▸ WRITTEN PROBLEM:
Count the lines in the data below that contain the string "head", with case significant, and reply with the number alone.

▸ DATASET:
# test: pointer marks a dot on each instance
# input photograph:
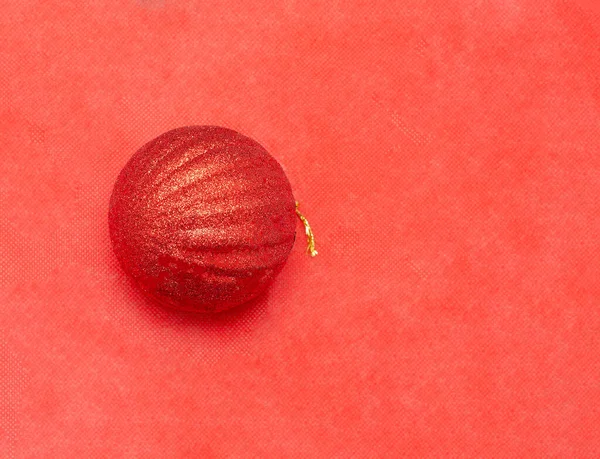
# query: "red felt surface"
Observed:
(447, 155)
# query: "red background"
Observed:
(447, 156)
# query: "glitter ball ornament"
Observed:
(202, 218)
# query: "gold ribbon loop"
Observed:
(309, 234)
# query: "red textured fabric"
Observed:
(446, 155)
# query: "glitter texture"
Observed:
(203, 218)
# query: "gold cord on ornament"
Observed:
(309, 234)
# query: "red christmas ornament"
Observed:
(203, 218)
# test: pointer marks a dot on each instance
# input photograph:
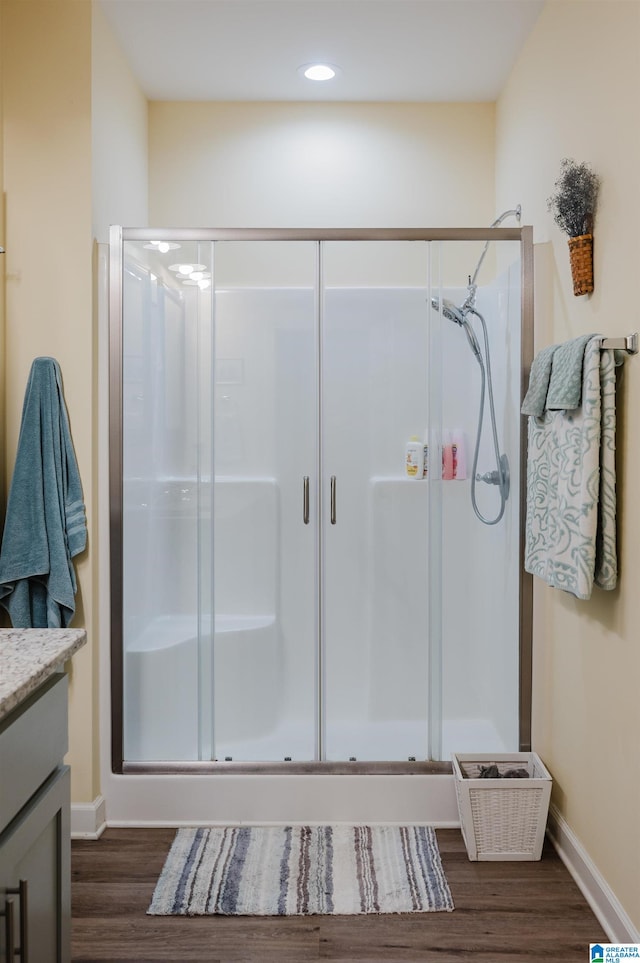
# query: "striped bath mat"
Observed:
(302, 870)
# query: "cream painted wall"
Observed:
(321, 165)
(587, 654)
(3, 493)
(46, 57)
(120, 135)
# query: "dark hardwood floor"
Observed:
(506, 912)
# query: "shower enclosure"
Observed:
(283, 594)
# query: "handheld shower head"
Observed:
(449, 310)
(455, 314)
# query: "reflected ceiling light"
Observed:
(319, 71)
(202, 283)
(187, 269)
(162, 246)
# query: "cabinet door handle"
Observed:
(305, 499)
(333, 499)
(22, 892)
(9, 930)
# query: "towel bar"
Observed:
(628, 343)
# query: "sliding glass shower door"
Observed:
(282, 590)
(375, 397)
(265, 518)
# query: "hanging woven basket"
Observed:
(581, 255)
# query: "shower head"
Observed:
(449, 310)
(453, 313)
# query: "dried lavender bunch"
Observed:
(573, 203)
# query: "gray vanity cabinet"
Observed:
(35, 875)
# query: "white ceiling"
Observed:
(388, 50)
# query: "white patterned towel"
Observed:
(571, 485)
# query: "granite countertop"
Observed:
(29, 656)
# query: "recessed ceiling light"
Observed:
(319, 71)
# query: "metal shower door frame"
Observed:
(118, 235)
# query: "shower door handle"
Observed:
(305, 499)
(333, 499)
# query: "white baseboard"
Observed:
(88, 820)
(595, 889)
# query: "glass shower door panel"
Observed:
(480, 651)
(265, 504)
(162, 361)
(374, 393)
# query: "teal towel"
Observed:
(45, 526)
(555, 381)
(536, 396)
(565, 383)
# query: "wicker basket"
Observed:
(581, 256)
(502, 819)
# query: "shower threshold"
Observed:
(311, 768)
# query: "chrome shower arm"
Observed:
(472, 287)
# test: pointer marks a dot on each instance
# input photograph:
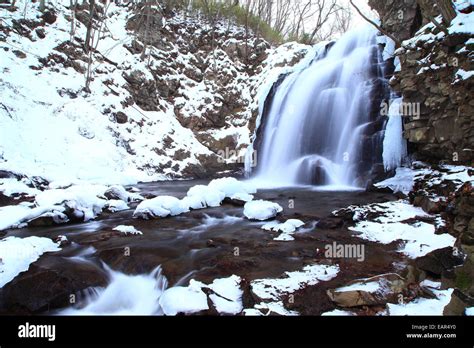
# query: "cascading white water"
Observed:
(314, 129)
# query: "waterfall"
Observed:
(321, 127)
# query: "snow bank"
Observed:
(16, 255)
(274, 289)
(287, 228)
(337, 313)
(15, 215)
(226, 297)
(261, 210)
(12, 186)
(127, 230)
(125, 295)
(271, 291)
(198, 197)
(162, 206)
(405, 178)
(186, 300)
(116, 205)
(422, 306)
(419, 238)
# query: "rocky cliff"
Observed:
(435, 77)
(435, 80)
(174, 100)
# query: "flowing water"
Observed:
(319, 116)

▸ FULL SOLUTION:
2